*What you will do*:
1. In the live match commentary, rewrite the paragraph beginning "Berrettini has his opponent on the ropes" as a short list that keeps its main facts.
2. According to the live match commentary, how old is Hurkacz?
3. Say whether each statement agrees with the live match commentary, and quote the words that decide it: (a) Hurkacz's first service game took about a minute and a half. (b) Berrettini dropped a point in his first service game. (c) John McEnroe favors Hurkacz to win the match.

*Selected excerpt*:

┌──

13:51
Berrettini* 2-3 Hurkacz (*denotes next server)
A love hold for the Pole, and we are still with serve in the first set. Berrettini hit one lovely backhand slice in that game, but immediately followed it up with a horribly skewed forehand. Still, the Italian has been far closer to breaking serve than his opponent, even if winning points against either player’s serve is generally proving tough.
Updated
13:48
Berrettini 2-2 *Hurkacz (*denotes next server)
Another love hold for the Italian, whose service game is looking very slick indeed. We are with serve after four games, with the Polish player having fought back to save himself from 0-40 down in the third game.
Updated
13:45
Berrettini* 1-2 Hurkacz (*denotes next server)
Berrettini has his opponent on the ropes at 0-40, but Hurkacz roars back to deuce, rounding off the third point of his recovery with two confident smashes. A couple more solid serves, and the Polish player has avoided falling a break down. That was a hugely impressive fightback from the 24-year-old, and he edges back ahead with Berrettini to serve again now.
Updated
13:42
Berrettini 1-1 *Hurkacz (*denotes next server)
Berrettini does indeed hold comfortably, to love, including one slice of luck with a big forehand that crashes into the net – but down on to Hurkacz’s side of the court. All square.
Updated
13:39
Berrettini* 0-1 Hurkacz (*denotes next server)
Hurkacz thunders a couple of big early serves down the middle and holds very easily, in about 90 seconds flat, to get the biggest match of his life up and running. He looks impressively relaxed, as he did against Federer two days ago. Berrettini will hope to hold his own service game in similarly efficient style.
Updated
13:34
This is your two-minute call.
John McEnroe says he gives Berrettini the edge in this match. “He’s been building up to this for a couple of years,” says the American pundit.
And of Hurkacz: “What impressed me, particularly in that second-set tie-breaker, is that Hurkacz stood up mentally … Federer kind of went away. ‘Hubi’, as he likes to be called, sensed that and he thrashed him.”

└──

*Records shown*:
┌──

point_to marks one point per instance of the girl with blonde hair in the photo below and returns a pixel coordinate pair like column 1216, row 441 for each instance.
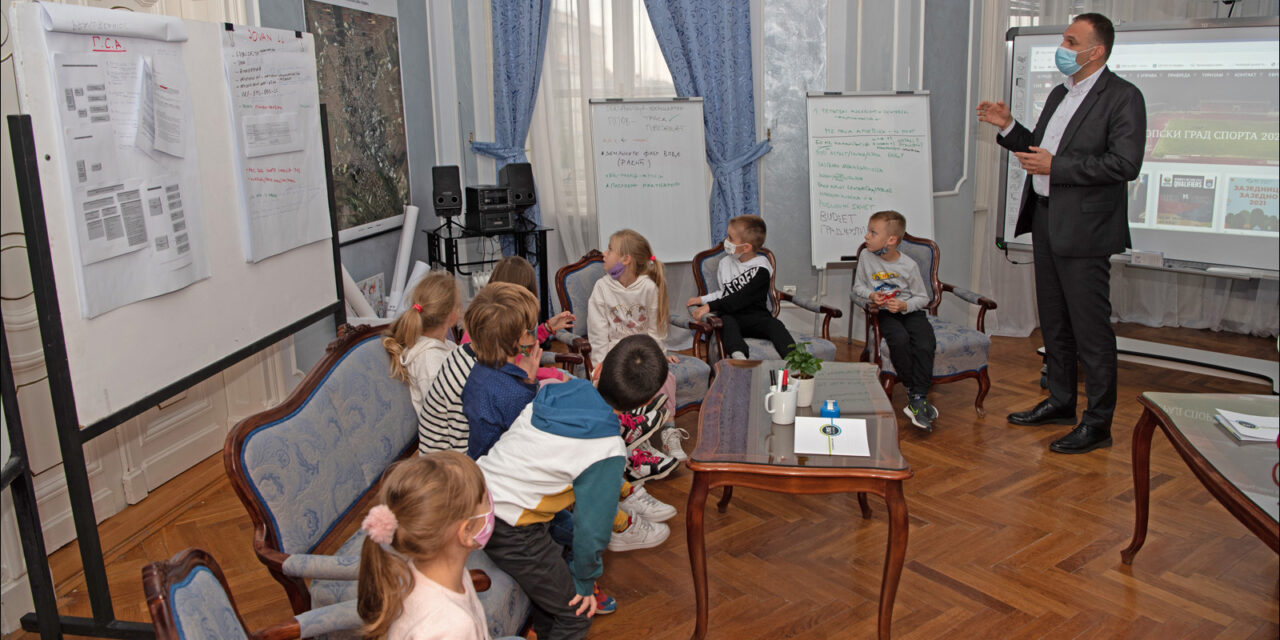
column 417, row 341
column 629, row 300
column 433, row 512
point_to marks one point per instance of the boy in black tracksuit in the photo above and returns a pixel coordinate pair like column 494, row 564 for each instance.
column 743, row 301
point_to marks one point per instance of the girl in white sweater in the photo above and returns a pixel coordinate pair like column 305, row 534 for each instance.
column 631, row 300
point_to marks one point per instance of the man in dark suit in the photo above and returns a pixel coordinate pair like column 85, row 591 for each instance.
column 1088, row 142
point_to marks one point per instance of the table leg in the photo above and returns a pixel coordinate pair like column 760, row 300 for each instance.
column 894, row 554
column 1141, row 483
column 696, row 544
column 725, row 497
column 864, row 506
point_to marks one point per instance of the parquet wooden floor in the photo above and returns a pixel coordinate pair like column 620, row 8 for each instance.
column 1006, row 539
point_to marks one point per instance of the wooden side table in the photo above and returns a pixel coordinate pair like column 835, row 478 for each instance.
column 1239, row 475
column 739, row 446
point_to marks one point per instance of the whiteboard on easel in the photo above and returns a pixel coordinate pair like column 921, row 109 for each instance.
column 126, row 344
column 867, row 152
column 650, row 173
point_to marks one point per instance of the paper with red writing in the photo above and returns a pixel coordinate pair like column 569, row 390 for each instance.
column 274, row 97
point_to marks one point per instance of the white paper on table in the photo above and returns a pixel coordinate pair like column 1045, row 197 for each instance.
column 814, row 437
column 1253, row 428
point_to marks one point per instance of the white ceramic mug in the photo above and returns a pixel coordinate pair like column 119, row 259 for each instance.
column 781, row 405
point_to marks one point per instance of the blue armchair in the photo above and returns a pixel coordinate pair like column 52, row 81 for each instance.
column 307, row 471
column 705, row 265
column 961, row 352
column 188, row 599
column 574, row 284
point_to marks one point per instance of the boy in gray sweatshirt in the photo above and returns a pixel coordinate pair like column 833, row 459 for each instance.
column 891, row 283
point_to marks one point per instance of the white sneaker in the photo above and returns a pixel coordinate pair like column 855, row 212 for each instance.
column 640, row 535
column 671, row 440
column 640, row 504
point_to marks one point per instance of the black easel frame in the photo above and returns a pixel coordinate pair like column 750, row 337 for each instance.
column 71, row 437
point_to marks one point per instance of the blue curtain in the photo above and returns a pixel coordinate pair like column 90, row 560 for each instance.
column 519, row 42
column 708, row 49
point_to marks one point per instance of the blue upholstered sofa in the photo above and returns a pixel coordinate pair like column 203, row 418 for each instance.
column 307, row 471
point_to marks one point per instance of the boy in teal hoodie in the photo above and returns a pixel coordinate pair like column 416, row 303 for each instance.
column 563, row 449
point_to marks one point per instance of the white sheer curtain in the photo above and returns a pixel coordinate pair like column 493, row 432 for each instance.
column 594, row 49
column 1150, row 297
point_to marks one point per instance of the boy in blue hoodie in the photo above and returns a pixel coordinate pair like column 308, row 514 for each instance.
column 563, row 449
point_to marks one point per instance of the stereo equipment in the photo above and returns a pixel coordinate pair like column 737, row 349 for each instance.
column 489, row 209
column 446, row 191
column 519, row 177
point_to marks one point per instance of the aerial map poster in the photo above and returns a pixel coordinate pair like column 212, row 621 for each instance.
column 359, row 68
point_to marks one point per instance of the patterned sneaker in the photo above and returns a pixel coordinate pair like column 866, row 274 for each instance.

└──

*Solutions for each task*:
1.
- Berrettini led 0-40 on Hurkacz's serve.
- Hurkacz fought back to deuce and finished the third point of that recovery with two confident smashes.
- A couple more solid serves kept the Polish player from falling a break down.
- The fightback was hugely impressive from the 24-year-old.
- Hurkacz moves back ahead, and Berrettini serves next.

2. He is 24 years old.

3.
(a) Yes: "holds very easily, in about 90 seconds flat"
(b) No: "Berrettini does indeed hold comfortably, to love"
(c) No: "John McEnroe says he gives Berrettini the edge in this match."